_Records for this exercise:_
+---+

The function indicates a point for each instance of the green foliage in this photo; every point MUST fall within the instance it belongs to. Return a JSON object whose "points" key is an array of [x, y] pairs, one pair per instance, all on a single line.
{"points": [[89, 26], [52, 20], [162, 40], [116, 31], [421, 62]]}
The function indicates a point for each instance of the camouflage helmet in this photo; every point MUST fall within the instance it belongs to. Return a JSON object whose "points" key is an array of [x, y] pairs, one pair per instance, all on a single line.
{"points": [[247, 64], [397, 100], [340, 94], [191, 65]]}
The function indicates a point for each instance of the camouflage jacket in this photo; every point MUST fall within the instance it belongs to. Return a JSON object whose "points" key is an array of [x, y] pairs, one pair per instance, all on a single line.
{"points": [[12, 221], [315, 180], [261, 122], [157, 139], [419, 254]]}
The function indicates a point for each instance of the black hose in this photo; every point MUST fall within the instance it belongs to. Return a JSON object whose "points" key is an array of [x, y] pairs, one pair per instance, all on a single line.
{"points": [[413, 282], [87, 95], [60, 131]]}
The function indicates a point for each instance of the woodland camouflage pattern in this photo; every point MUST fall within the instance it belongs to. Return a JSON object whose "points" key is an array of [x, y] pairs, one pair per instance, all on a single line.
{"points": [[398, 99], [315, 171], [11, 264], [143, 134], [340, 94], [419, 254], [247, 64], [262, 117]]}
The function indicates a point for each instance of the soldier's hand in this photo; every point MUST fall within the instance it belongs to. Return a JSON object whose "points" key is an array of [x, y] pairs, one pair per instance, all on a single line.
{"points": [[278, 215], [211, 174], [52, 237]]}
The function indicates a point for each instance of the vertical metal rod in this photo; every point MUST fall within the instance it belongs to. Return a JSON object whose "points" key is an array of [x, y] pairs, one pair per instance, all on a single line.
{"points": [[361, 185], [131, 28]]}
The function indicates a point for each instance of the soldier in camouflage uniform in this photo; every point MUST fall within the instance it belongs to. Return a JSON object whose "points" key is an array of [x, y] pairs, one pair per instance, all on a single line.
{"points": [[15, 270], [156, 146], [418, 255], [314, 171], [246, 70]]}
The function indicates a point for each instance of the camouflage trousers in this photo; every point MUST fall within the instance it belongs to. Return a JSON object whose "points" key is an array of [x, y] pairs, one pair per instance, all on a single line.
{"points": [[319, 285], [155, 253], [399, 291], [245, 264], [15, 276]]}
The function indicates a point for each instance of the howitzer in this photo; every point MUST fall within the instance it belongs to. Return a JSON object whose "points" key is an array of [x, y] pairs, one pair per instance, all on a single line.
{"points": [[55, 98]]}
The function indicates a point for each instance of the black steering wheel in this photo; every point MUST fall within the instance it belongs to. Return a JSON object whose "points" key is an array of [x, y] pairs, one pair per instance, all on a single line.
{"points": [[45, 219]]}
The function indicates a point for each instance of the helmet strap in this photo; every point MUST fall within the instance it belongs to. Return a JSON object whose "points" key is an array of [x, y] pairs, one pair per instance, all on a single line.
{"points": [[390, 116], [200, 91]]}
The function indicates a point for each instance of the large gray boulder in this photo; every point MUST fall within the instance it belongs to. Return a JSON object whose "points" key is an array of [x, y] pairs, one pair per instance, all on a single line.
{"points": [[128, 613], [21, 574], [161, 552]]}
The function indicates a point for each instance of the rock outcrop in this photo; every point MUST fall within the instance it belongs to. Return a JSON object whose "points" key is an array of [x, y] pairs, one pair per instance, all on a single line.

+---+

_Try it:_ Working from the listing above, give it again word for word.

_Exercise solution:_
The function indicates a point for each instance of the green foliage in this photo; every point MUST fall within the instance it belongs to. Return a JSON object whose "points" key is an array of [x, y] pairs, one pair per instance, all on a single line.
{"points": [[89, 26], [52, 20], [162, 40], [116, 31], [421, 62]]}
The function indicates a point for each instance of the camouflage helmet in this photo; every point MUST fall within the instance it belongs to. Return a JSON object whose "points" key is an array of [x, y] pairs, one pair per instance, all on a single line.
{"points": [[247, 64], [397, 100], [340, 94], [191, 65]]}
The function indicates a point for each instance of the camouflage jacket in this photo; every point MUST fall within the instance it belongs to. Return a JSON object whose "points" key is an array of [x, y] pairs, one pair per instance, all on a single line.
{"points": [[12, 221], [315, 180], [261, 122], [157, 139], [419, 254]]}
The function indicates a point for each instance of the black hose in this photo; every point MUST fall within the instance it belongs to. Return a JSON object whose "points" key is an array of [x, y] pairs, one pair per instance, all on a single line.
{"points": [[413, 282], [87, 95], [60, 131]]}
The function indicates a point for each instance of the woodland camouflage pattern in this photo; every point MUST fall within the instance it belongs to. Return a JSON object whose "points" key is an array of [x, y] pairs, one pair per instance, all on a single line.
{"points": [[398, 99], [315, 171], [11, 264], [143, 134], [340, 94], [419, 254], [247, 64], [262, 117]]}
The function indicates a point for each instance of the soldier's hand in this photo; every point MUST fall within the instance it belongs to. Return a JSON object whose "points" key is an array of [x, y] pairs, one pair per instance, all on a single line.
{"points": [[278, 215], [211, 174], [52, 237]]}
The function indicates a point for each instance of the vertical metal rod in this photo; every point MUST fall within the instance it belongs to. Return a JSON object whose "points" key is an array of [x, y] pairs, one pair per instance, all on a single line.
{"points": [[361, 185], [131, 28]]}
The function indicates a point for each instance of the soldier in camouflage uniform in this photo; every point MUST fall within the instance it belongs to. Return a JSON object whose "points" key is an array of [x, y] pairs, one pair per instance, all on a single line.
{"points": [[15, 270], [156, 146], [418, 255], [314, 171], [246, 70]]}
The function indicates a point for each instance of the camouflage trousers in this photo; every point MUST fall within the instance it belongs to. Return a JSON object whose "points" key is an array of [x, y] pairs, one pair per instance, all on a single line.
{"points": [[319, 285], [155, 253], [399, 291], [245, 264], [15, 276]]}
The function indicates a point for each instance of the howitzer in this photo; every point MUST fall within the instance it belongs to. Return a JSON object whose "points" key is an array of [x, y] pairs, one pair per instance, all on a single line.
{"points": [[55, 98]]}
The function indicates a point for each instance of the black steering wheel in this photo; every point MUST fall within the instance it belongs to. Return a JSON object whose "points" key is an array of [x, y] pairs, one pair per instance, all on a single line.
{"points": [[45, 219]]}
The function indicates a point for each instance of the helmet strap in this photo; every point MUST fall within the instance it belongs to. Return a JSON object whose "points" key is an array of [x, y] pairs, one pair per instance, all on a single line.
{"points": [[390, 116], [200, 91]]}
The function indicates a point for each instance of the large gray boulder in this photo; every point MUST fall within the instance it belongs to. Return a JSON object whose "points" key is an array of [x, y] pairs, one pair per instance, all on a single line.
{"points": [[128, 613], [21, 574], [161, 552]]}
The function indicates a point for each instance of the rock outcrop in this photo; every point MUST fall within the instance it belongs to. Return a JSON object whose "points" key is an array of [x, y] pairs, one pair per instance, all on a single line.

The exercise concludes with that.